> TASK TO COMPLETE: Report the number of lines in the data where the word "dark" appears, and add no other text.

........

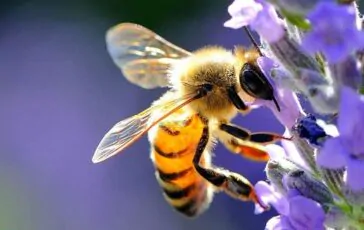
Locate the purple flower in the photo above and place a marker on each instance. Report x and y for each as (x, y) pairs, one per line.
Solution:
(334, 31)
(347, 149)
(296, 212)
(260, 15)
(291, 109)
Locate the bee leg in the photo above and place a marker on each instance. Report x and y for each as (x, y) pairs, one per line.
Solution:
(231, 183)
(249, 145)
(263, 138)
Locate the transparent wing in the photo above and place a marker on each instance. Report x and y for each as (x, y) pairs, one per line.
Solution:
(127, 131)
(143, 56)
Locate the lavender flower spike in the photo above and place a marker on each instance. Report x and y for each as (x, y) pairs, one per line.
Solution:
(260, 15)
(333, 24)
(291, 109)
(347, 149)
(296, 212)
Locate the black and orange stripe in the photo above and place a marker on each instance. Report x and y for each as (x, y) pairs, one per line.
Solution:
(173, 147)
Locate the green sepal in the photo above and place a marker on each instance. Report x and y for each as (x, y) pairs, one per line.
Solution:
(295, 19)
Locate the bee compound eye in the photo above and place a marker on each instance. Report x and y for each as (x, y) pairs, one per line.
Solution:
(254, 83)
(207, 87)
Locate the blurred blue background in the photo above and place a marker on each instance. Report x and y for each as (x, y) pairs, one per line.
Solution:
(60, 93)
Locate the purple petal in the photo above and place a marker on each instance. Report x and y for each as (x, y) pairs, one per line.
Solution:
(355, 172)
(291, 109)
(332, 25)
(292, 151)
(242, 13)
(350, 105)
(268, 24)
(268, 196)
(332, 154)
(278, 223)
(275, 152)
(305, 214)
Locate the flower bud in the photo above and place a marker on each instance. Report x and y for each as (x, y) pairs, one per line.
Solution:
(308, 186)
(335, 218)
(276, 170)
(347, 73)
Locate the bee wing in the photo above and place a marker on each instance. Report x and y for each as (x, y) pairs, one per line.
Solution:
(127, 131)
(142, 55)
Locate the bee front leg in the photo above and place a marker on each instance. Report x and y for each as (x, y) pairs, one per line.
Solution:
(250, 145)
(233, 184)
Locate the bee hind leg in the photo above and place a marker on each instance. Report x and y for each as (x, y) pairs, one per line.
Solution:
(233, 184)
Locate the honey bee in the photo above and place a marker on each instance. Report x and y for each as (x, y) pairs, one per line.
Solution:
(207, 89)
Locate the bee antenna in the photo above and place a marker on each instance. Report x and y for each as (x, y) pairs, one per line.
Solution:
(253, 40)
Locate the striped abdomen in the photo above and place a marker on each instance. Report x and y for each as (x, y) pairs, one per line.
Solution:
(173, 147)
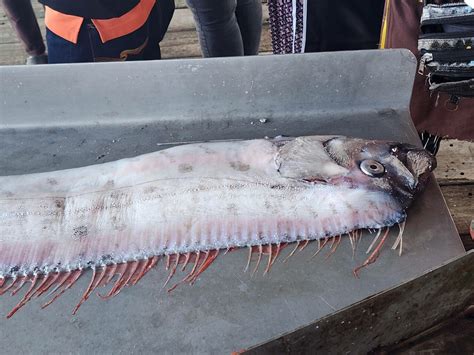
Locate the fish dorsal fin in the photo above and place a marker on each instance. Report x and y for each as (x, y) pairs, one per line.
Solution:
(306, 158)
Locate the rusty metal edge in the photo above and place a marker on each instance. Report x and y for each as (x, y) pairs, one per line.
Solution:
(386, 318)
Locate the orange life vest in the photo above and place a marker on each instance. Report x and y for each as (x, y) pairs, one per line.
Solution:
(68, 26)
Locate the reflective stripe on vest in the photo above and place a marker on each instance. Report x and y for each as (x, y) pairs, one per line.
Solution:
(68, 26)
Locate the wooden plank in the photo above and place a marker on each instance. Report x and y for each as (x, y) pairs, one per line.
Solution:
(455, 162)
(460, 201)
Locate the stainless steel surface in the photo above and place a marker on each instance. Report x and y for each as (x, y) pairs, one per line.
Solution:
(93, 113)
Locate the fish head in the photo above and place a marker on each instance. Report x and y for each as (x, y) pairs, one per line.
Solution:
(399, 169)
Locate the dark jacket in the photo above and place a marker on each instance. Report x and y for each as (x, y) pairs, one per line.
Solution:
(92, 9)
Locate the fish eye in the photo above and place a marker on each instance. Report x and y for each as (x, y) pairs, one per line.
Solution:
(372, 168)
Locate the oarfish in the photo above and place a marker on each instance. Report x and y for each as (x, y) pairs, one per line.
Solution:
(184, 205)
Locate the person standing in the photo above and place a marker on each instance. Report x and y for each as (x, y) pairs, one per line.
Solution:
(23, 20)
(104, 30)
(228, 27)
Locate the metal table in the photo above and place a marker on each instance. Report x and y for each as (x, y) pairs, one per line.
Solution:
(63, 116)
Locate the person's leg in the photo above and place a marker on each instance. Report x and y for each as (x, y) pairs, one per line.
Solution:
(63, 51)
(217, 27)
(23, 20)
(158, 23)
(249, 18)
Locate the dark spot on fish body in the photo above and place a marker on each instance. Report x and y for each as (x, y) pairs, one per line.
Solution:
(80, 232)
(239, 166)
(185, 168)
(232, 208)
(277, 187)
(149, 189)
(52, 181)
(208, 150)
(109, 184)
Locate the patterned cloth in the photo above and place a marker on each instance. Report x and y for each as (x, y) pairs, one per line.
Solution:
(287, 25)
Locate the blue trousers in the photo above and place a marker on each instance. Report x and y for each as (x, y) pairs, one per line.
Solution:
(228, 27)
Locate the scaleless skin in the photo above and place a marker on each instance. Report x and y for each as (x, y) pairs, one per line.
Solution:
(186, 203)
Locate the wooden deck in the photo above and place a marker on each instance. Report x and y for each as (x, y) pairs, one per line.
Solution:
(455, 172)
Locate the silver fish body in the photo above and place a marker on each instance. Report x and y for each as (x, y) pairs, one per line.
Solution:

........

> ANSWER FOR THIS EXERCISE: 2